__PROVIDED RECORDS__
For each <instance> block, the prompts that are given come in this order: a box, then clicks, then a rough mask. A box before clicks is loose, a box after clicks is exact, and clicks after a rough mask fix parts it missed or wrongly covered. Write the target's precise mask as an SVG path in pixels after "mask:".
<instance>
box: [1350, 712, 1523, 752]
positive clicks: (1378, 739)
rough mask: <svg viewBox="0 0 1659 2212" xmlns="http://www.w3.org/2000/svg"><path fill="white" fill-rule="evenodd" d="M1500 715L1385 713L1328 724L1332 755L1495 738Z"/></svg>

* * *

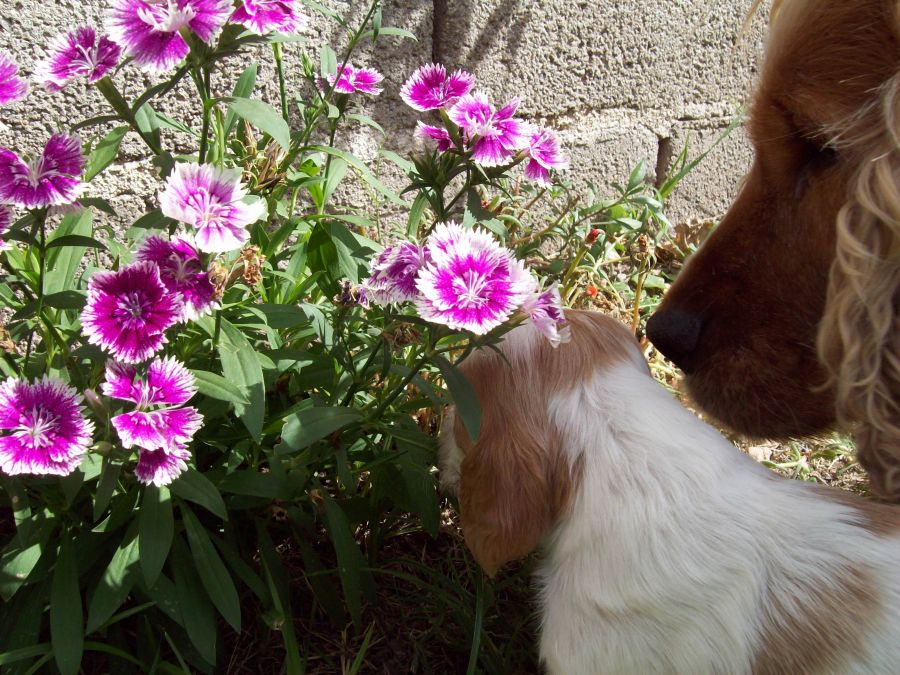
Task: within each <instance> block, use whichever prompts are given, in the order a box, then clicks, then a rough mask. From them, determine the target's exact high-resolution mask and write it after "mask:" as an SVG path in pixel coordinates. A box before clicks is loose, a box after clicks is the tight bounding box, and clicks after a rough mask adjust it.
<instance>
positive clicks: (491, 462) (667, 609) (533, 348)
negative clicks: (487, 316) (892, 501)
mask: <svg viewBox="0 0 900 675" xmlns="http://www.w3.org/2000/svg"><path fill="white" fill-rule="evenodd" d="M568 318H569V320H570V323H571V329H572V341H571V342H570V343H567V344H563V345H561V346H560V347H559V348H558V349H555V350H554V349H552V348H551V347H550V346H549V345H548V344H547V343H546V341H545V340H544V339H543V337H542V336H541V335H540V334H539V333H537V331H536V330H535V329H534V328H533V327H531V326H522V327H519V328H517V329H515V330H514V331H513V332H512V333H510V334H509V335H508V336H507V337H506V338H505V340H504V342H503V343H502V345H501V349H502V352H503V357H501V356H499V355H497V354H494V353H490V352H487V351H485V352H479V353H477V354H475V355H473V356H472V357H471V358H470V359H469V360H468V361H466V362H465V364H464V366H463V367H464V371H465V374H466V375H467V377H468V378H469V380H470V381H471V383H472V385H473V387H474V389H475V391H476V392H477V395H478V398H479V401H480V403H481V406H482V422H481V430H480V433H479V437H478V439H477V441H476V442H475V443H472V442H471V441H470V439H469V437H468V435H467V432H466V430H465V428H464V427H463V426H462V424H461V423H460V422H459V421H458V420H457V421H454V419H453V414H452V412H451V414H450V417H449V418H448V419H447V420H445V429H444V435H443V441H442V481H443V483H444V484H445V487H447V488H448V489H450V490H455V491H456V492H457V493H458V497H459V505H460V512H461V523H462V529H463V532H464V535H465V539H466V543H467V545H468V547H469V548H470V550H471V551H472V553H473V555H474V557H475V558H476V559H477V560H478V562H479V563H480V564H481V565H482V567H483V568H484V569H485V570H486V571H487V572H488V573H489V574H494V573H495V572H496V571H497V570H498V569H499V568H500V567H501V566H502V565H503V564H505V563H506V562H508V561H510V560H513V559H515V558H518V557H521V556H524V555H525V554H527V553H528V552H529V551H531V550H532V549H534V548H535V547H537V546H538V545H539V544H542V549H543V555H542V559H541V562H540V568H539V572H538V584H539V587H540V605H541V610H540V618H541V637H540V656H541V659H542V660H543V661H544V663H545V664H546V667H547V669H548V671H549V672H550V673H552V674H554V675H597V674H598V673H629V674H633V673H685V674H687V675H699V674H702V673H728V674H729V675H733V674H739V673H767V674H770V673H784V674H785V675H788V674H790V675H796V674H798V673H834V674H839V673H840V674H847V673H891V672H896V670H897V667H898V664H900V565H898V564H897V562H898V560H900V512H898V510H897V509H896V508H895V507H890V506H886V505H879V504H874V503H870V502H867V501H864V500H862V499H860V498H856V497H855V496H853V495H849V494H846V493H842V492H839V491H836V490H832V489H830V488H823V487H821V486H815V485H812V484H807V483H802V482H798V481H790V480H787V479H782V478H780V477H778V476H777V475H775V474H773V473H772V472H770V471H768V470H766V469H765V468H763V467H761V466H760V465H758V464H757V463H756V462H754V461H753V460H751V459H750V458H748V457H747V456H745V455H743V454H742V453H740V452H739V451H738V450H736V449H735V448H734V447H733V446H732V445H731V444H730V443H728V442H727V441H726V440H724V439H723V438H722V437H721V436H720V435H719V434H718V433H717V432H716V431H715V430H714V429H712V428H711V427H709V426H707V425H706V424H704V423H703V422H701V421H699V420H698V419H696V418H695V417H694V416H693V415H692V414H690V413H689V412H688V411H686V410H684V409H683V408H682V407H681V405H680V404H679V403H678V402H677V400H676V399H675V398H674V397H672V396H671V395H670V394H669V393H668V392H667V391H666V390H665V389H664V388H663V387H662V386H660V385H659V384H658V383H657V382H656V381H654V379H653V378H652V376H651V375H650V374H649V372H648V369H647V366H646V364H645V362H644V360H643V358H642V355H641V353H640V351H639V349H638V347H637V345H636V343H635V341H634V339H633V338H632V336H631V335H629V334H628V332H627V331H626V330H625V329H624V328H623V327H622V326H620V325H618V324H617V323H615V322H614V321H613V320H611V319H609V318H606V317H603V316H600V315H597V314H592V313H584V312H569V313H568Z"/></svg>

...

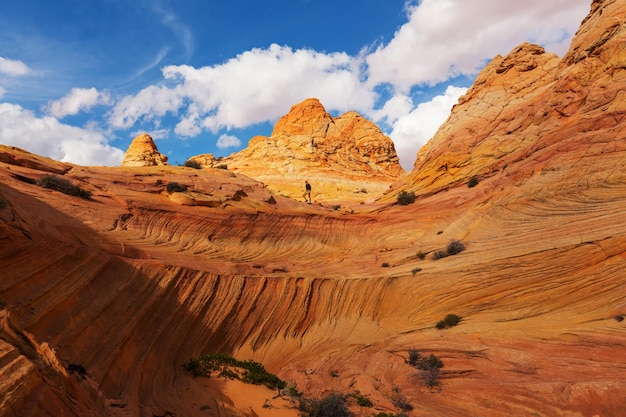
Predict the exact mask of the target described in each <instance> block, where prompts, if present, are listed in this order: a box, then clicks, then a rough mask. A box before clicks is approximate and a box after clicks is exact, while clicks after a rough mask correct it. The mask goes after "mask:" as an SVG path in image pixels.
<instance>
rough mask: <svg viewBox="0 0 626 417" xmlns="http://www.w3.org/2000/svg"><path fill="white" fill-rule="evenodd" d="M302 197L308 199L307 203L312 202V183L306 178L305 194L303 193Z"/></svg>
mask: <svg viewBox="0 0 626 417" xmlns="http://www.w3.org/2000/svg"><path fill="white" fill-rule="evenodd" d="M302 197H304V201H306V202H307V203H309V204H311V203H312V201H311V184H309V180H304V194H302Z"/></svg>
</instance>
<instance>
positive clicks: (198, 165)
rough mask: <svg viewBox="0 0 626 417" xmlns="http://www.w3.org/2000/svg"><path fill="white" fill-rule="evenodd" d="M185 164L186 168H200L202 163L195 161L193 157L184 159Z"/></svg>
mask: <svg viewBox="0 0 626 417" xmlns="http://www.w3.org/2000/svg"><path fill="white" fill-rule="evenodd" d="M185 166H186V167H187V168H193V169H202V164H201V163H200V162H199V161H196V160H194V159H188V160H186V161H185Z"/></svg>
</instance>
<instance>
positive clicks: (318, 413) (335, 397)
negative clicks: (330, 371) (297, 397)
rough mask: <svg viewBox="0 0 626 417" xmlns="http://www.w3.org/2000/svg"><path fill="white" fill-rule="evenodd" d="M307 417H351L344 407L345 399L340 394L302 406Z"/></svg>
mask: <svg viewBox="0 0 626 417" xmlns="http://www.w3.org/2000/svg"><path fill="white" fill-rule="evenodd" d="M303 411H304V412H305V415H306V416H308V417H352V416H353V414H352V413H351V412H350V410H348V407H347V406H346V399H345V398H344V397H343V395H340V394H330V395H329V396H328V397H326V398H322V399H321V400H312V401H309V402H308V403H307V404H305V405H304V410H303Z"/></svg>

__ACTIVITY__
Answer with a single number: the count of lines in the records that contain "this".

__REPLY__
2